━━━━━ Extracted material ━━━━━

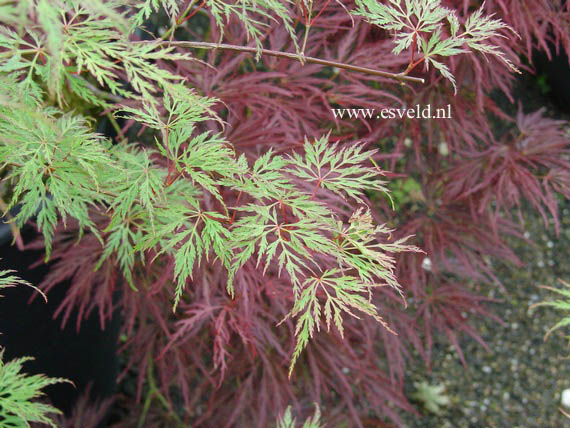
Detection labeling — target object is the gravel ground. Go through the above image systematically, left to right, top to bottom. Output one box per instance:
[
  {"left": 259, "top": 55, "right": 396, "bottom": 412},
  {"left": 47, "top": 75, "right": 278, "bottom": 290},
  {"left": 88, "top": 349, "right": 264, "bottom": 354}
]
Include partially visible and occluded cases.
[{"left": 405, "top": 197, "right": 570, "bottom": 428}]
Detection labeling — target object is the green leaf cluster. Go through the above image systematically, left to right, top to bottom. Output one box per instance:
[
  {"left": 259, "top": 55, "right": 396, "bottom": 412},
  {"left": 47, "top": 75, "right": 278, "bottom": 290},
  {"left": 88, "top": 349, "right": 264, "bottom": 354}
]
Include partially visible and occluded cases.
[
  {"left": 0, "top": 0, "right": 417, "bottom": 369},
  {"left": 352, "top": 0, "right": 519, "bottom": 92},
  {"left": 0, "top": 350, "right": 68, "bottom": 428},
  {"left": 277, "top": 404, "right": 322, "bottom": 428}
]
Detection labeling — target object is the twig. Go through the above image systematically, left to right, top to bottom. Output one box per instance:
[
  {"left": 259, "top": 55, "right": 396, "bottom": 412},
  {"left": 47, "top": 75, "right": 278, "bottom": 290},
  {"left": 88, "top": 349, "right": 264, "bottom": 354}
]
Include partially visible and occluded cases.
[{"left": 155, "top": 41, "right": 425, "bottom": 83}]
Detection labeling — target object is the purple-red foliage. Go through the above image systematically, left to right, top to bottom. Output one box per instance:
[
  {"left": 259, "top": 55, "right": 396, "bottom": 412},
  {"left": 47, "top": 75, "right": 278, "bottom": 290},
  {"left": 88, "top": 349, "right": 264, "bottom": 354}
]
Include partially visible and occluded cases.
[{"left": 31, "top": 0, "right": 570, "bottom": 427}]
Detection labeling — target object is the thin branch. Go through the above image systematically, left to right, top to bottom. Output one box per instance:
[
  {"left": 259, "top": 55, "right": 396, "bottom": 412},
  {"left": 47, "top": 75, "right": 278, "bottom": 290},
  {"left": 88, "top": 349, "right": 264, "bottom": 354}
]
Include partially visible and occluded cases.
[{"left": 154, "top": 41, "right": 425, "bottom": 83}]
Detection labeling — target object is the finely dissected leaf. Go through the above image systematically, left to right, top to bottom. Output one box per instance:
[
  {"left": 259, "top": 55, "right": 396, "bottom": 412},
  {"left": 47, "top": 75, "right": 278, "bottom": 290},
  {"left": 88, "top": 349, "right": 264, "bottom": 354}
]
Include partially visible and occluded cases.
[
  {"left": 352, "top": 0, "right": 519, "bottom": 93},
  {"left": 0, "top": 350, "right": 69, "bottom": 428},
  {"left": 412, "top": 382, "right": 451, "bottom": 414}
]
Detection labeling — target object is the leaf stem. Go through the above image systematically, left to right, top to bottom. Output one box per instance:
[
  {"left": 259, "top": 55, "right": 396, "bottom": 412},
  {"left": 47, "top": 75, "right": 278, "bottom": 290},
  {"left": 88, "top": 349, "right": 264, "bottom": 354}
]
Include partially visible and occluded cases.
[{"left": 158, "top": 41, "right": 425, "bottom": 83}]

━━━━━

Brief. Copy the records from the line with "Detection labeling — target object is the finely" through the end of the records, requests included, and scale every answer coordinate by 2.6, rounding to whole numbers with halves going up. Leave the numbers in the requests and their sample format unchanged.

Solution to this exercise.
Detection labeling — target object is the finely dissected leaf. Go through the above image systematically, left to right, top to bottom. Output one box per instance:
[
  {"left": 259, "top": 55, "right": 396, "bottom": 412},
  {"left": 47, "top": 75, "right": 278, "bottom": 290},
  {"left": 88, "top": 349, "right": 264, "bottom": 354}
]
Include partially visible and occluded cases.
[
  {"left": 915, "top": 0, "right": 1349, "bottom": 242},
  {"left": 0, "top": 910, "right": 179, "bottom": 1113},
  {"left": 1071, "top": 993, "right": 1173, "bottom": 1076}
]
Detection labeling — target object is the leaf stem. Go through the above image systematically, left to right, top to bottom. Output one box per instance:
[
  {"left": 259, "top": 55, "right": 396, "bottom": 412},
  {"left": 47, "top": 75, "right": 278, "bottom": 290},
  {"left": 88, "top": 349, "right": 264, "bottom": 354}
]
Include partially visible and occluded cases.
[{"left": 411, "top": 107, "right": 1105, "bottom": 216}]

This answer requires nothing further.